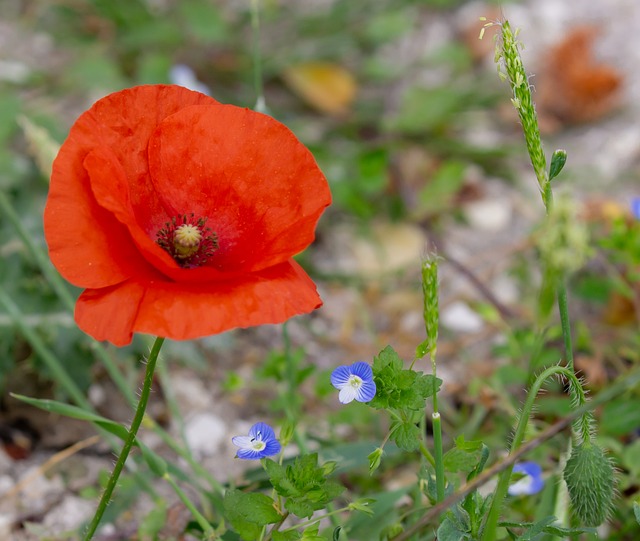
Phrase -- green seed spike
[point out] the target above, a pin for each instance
(431, 312)
(508, 51)
(558, 160)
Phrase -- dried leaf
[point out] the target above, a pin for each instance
(327, 87)
(574, 87)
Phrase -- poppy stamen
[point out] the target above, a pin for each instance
(188, 240)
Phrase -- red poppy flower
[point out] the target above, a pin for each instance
(180, 216)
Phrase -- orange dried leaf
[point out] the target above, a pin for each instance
(573, 86)
(327, 87)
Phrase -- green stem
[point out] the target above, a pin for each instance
(131, 438)
(200, 519)
(427, 455)
(437, 452)
(565, 323)
(437, 432)
(489, 532)
(257, 57)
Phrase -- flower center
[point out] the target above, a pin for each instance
(187, 240)
(258, 445)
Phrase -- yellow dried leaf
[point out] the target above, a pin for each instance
(327, 87)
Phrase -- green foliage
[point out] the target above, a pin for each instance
(402, 392)
(533, 530)
(248, 513)
(464, 456)
(399, 388)
(304, 484)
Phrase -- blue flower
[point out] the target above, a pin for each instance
(260, 442)
(530, 483)
(354, 382)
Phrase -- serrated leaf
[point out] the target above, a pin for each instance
(456, 460)
(406, 435)
(468, 445)
(303, 484)
(448, 531)
(291, 535)
(249, 513)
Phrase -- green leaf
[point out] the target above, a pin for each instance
(363, 505)
(398, 388)
(291, 535)
(545, 525)
(249, 513)
(464, 456)
(406, 435)
(449, 531)
(375, 458)
(304, 484)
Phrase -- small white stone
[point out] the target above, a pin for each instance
(459, 317)
(489, 215)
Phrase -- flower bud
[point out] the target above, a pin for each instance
(563, 239)
(590, 478)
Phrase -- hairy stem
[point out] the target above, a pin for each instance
(131, 438)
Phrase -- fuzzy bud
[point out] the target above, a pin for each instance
(563, 239)
(590, 478)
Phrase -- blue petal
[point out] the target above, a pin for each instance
(366, 392)
(272, 447)
(262, 432)
(249, 454)
(531, 483)
(340, 376)
(362, 370)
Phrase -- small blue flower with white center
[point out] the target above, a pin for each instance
(354, 382)
(530, 483)
(260, 442)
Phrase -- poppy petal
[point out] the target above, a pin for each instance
(110, 313)
(259, 187)
(185, 311)
(86, 243)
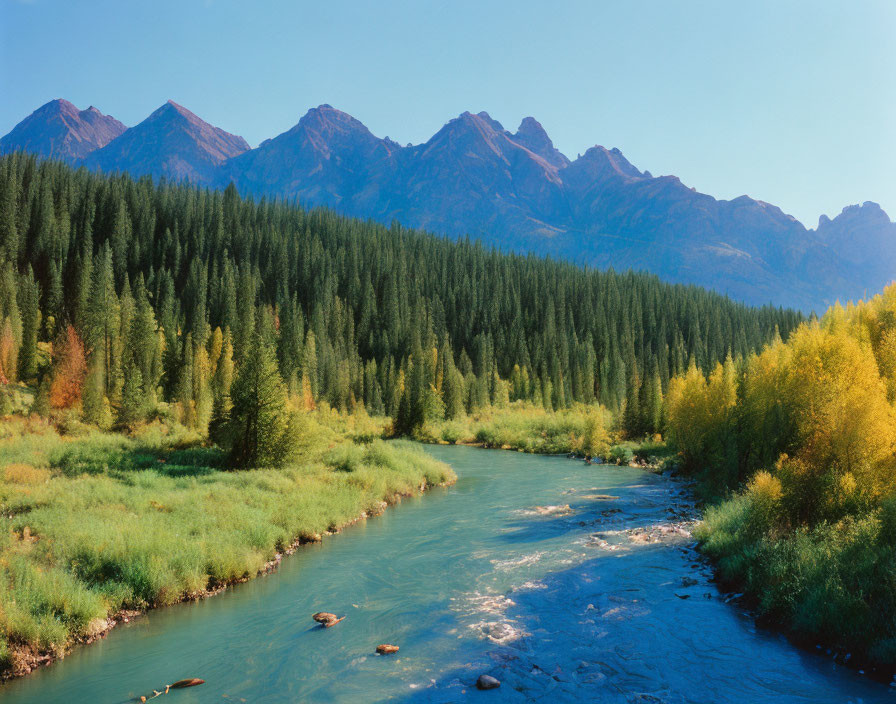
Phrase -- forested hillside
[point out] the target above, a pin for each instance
(161, 287)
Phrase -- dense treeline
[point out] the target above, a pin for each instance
(158, 292)
(809, 427)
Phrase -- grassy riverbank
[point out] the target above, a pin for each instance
(799, 443)
(581, 430)
(97, 524)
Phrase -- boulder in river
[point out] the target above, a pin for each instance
(326, 619)
(191, 682)
(487, 682)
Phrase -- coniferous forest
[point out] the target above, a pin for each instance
(213, 333)
(154, 292)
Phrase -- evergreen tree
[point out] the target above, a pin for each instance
(258, 421)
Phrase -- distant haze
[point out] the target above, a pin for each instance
(791, 103)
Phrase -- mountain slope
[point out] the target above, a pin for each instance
(58, 130)
(171, 142)
(515, 190)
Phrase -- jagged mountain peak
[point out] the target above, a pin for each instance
(59, 130)
(513, 190)
(172, 142)
(533, 137)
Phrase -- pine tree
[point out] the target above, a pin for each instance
(133, 405)
(95, 405)
(29, 305)
(258, 420)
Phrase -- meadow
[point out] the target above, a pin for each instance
(98, 524)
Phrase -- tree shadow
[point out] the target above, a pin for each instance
(118, 459)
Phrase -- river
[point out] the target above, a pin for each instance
(603, 602)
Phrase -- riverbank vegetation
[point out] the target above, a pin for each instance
(808, 428)
(154, 338)
(99, 523)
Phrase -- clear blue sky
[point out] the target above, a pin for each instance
(792, 102)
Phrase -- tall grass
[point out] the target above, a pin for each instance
(98, 522)
(581, 429)
(833, 582)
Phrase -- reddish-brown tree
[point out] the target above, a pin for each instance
(69, 370)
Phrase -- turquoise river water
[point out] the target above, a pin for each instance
(603, 601)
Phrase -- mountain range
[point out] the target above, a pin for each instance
(514, 190)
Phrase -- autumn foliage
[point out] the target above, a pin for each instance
(69, 370)
(807, 430)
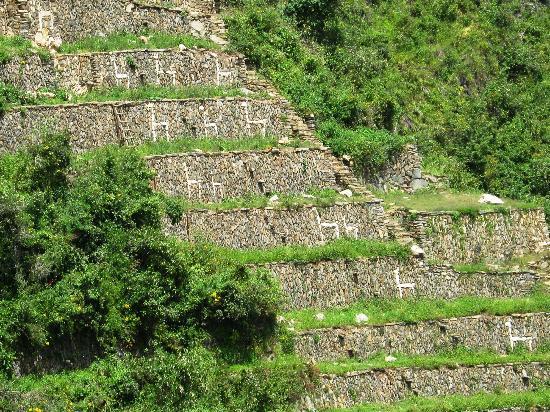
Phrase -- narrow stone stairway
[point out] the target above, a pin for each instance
(361, 356)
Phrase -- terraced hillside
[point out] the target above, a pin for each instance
(383, 303)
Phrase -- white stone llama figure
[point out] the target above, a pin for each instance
(402, 286)
(527, 339)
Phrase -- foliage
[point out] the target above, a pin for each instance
(467, 79)
(193, 380)
(382, 311)
(83, 254)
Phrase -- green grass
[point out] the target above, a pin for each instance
(127, 41)
(459, 356)
(17, 46)
(205, 144)
(477, 402)
(321, 198)
(431, 201)
(336, 249)
(382, 311)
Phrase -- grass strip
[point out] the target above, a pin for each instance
(437, 201)
(453, 358)
(128, 41)
(344, 248)
(455, 403)
(381, 311)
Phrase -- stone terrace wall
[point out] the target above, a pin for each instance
(394, 384)
(72, 21)
(336, 283)
(270, 227)
(236, 174)
(422, 338)
(130, 123)
(489, 235)
(79, 73)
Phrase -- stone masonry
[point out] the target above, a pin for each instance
(80, 73)
(46, 19)
(394, 384)
(92, 125)
(340, 283)
(423, 338)
(212, 177)
(492, 236)
(270, 227)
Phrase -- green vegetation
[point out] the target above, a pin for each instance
(451, 200)
(83, 256)
(205, 144)
(459, 356)
(11, 96)
(336, 249)
(468, 80)
(17, 46)
(193, 381)
(479, 402)
(382, 311)
(128, 41)
(320, 197)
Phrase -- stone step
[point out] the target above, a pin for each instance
(92, 125)
(453, 237)
(270, 227)
(394, 384)
(81, 73)
(212, 177)
(340, 283)
(497, 333)
(47, 22)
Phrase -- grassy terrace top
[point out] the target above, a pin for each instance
(430, 201)
(450, 358)
(337, 249)
(384, 311)
(478, 402)
(15, 46)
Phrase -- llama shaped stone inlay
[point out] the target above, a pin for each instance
(514, 339)
(45, 21)
(160, 71)
(119, 76)
(158, 125)
(403, 286)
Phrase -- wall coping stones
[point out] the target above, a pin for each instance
(437, 367)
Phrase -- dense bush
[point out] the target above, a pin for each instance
(468, 79)
(82, 253)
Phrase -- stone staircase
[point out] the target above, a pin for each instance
(215, 176)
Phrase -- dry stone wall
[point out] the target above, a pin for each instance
(80, 73)
(212, 177)
(270, 227)
(492, 236)
(70, 21)
(340, 283)
(394, 384)
(92, 125)
(497, 333)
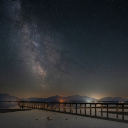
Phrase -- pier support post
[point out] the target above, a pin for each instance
(122, 111)
(80, 109)
(101, 110)
(95, 110)
(90, 109)
(85, 109)
(43, 106)
(76, 108)
(70, 108)
(117, 111)
(59, 107)
(64, 107)
(107, 111)
(55, 106)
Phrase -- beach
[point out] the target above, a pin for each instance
(38, 119)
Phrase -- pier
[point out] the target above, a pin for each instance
(82, 109)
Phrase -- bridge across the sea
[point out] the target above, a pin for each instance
(72, 108)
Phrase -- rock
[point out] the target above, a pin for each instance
(49, 118)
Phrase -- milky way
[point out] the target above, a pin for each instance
(53, 47)
(39, 50)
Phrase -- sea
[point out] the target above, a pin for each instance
(37, 118)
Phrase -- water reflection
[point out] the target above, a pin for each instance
(112, 114)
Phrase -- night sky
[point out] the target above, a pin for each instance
(64, 47)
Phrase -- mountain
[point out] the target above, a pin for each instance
(113, 99)
(7, 97)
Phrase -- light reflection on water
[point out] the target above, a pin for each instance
(27, 118)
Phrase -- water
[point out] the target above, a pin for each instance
(38, 119)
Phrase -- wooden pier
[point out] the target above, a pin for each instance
(119, 108)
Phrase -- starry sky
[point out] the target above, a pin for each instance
◆ ◆ ◆ ◆ ◆ ◆ ◆
__Prompt__
Rewrite all of the data above with "a pin for each instance" changed to "one pin per match" wherever it occurs, keeping everything else the same. Leave the pictures out.

__Final answer__
Phrase -- green seed spike
[point out] the target above, one pin per match
(431, 312)
(508, 51)
(558, 160)
Phrase -- dried leaf
[point out] the target above, one pin per match
(327, 87)
(574, 87)
Phrase -- poppy stamen
[point out] the target above, one pin per match
(188, 240)
Phrase -- red poppy flower
[point out] the target above, one pin per match
(180, 216)
Phrase -- orange dried leaf
[point out] the target above, one pin per match
(573, 86)
(327, 87)
Phrase -- green stem
[point out] the target above, one pin per match
(131, 438)
(200, 519)
(427, 455)
(437, 452)
(565, 323)
(437, 432)
(489, 532)
(257, 57)
Phrase -- flower center
[point out] the target above, one pin per match
(187, 240)
(258, 445)
Phrase -- yellow dried leaf
[point out] the target above, one pin per match
(327, 87)
Phrase -- green foliage
[point out] the target above, one pin per match
(402, 392)
(533, 530)
(248, 513)
(464, 456)
(399, 388)
(304, 484)
Phrase -- blue flower
[point out] the target above, one pin per match
(260, 442)
(530, 483)
(354, 382)
Phrase -- serrated leaf
[point out] the target above, one pin per match
(456, 460)
(406, 435)
(468, 445)
(303, 484)
(448, 531)
(291, 535)
(249, 513)
Phrase -- green leaf
[point out] the target above, one pin per match
(363, 505)
(398, 388)
(291, 535)
(545, 525)
(249, 513)
(464, 456)
(406, 435)
(449, 531)
(375, 458)
(304, 484)
Phrase -- small white stone
[point out] the target above, one pin per match
(459, 317)
(489, 215)
Phrase -- flower bud
[point out] the target above, one pin per match
(563, 239)
(590, 478)
Phrase -- hairy stem
[point out] the target above, one pin per match
(131, 438)
Phrase -- fuzzy bud
[point out] the target above, one pin per match
(563, 239)
(590, 478)
Phrase -- blue petal
[point out] the target above, one pin per match
(366, 392)
(272, 447)
(262, 432)
(249, 454)
(531, 483)
(340, 376)
(362, 370)
Phrase -- small blue flower with white center
[point out] the target above, one pin per match
(354, 382)
(530, 483)
(260, 442)
Phrase -- poppy petal
[point out] the target above, one pin per match
(110, 313)
(259, 187)
(185, 311)
(86, 243)
Phrase -- forested hillside
[point out] the target above, one pin per match
(161, 287)
Phrase -- dense treeline
[point out] the target above, one pin per match
(158, 292)
(809, 427)
Phrase -- grassy riverbank
[point out] the target above, one pin per match
(799, 443)
(581, 430)
(97, 524)
Phrase -- boulder in river
[point out] the target above, one pin per match
(326, 619)
(191, 682)
(487, 682)
Phrase -- coniferous forest
[point out] the target above, one pin per match
(213, 333)
(154, 292)
Phrase -- evergreen tree
[point out] the target above, one pin per match
(258, 421)
Phrase -- distant haze
[point out] the target above, one pin per match
(791, 103)
Phrase -- mountain slope
[point out] the target above, one pin per match
(58, 130)
(171, 142)
(515, 190)
Phrase -- jagged mountain peak
[point out] the target above, one pin per match
(59, 130)
(513, 190)
(172, 142)
(533, 137)
Phrase -- pine tree
[point out] the target above, one pin per match
(133, 405)
(95, 405)
(29, 305)
(258, 420)
Phrase -- meadow
[point out] the target above, one pin per match
(98, 524)
Phrase -- tree shadow
[point out] the target above, one pin per match
(118, 459)
Phrase -- river
[point out] the target above, one pin per match
(603, 602)
Phrase -- riverbank vegetation
[point out] the target above, one pin per match
(808, 428)
(154, 338)
(99, 523)
Phrase -- clear blue sky
[point out] the target above, one pin per match
(792, 102)
Phrase -- tall grass
[point out] the target above, one pin per match
(98, 522)
(581, 429)
(833, 582)
Phrase -- reddish-brown tree
[point out] the target above, one pin per match
(69, 370)
Phrase -- turquoise river water
[point out] the target above, one pin per match
(603, 601)
Phrase -- mountain range
[point out] the target above, one pin per match
(514, 190)
Phrase -- autumn foliage
[point out] the target above, one pin per match
(69, 370)
(807, 430)
Phrase -- narrow stone stairway
[point out] the target above, one pin per match
(361, 356)
Phrase -- terraced hillside
[point out] the target above, one pin per match
(383, 303)
Phrase -- white stone llama figure
[point out] the target above, one pin per match
(402, 286)
(527, 339)
Phrase -- foliage
[point out] the target above, one pin per match
(467, 79)
(193, 380)
(382, 311)
(83, 254)
Phrase -- green grass
[point out] the target above, one pin per match
(127, 41)
(459, 356)
(17, 46)
(205, 144)
(477, 402)
(321, 198)
(431, 201)
(336, 249)
(382, 311)
Phrase -- grass strip
[point out] the target above, one pin per match
(437, 201)
(453, 358)
(128, 41)
(344, 248)
(455, 403)
(381, 311)
Phrase -- stone terrace wall
[point out] the target above, one pin per match
(394, 384)
(72, 21)
(336, 283)
(270, 227)
(236, 174)
(422, 338)
(130, 123)
(489, 235)
(79, 73)
Phrase -- stone masonry
[point out] the target above, one pin per match
(80, 73)
(46, 19)
(394, 384)
(92, 125)
(340, 283)
(423, 338)
(212, 177)
(492, 236)
(270, 227)
Phrase -- green vegetation
[point out] the target above, one pin per match
(451, 200)
(83, 256)
(205, 144)
(459, 356)
(11, 96)
(336, 249)
(468, 80)
(17, 46)
(193, 381)
(479, 402)
(382, 311)
(128, 41)
(320, 197)
Phrase -- stone step
[point out] the target above, one pin per match
(92, 125)
(453, 237)
(270, 227)
(394, 384)
(81, 73)
(212, 177)
(340, 283)
(497, 333)
(47, 22)
Phrase -- grassy terrace top
[point out] the target above, one pin per match
(430, 201)
(450, 358)
(337, 249)
(384, 311)
(478, 402)
(15, 46)
Phrase -- llama shaped stone inlay
[point out] the target above, one pin per match
(514, 339)
(45, 21)
(160, 71)
(119, 76)
(158, 125)
(403, 286)
Phrase -- wall coping stones
[point out] the target above, one pin per match
(437, 367)
Phrase -- dense bush
[point out] the target above, one pin per match
(468, 79)
(82, 253)
Phrase -- stone staircase
[point out] the target above, one pin per match
(215, 176)
Phrase -- dry stone wall
[point out] the target above, one pin per match
(80, 73)
(212, 177)
(270, 227)
(492, 236)
(70, 21)
(340, 283)
(394, 384)
(92, 125)
(497, 333)
Phrase -- pier support post
[point out] the target above, one pin per match
(122, 111)
(80, 109)
(101, 110)
(95, 110)
(90, 109)
(85, 109)
(43, 106)
(76, 108)
(70, 108)
(117, 111)
(59, 107)
(64, 107)
(107, 111)
(55, 106)
Phrase -- beach
[point out] the target above, one pin per match
(38, 119)
Phrase -- pier
[point out] the target above, one pin per match
(82, 109)
Phrase -- bridge across the sea
[point out] the target above, one pin per match
(72, 108)
Phrase -- rock
[point out] the target above, one pin per match
(49, 118)
Phrase -- milky way
[point out] the target above, one pin per match
(53, 47)
(39, 50)
Phrase -- sea
[point out] the target above, one pin per match
(37, 118)
Phrase -- water reflection
[point out] the target above, one pin per match
(112, 114)
Phrase -- night sky
[point out] the target above, one pin per match
(64, 47)
Phrase -- mountain
[point out] the target above, one pin per match
(113, 99)
(7, 97)
Phrase -- light reflection on water
[point out] the target above, one pin per match
(27, 118)
Phrase -- water
[point out] the target above, one pin per match
(38, 119)
Phrase -- wooden pier
[point out] the target above, one pin per match
(119, 108)
Phrase -- starry sky
[point out] the target above, one pin per match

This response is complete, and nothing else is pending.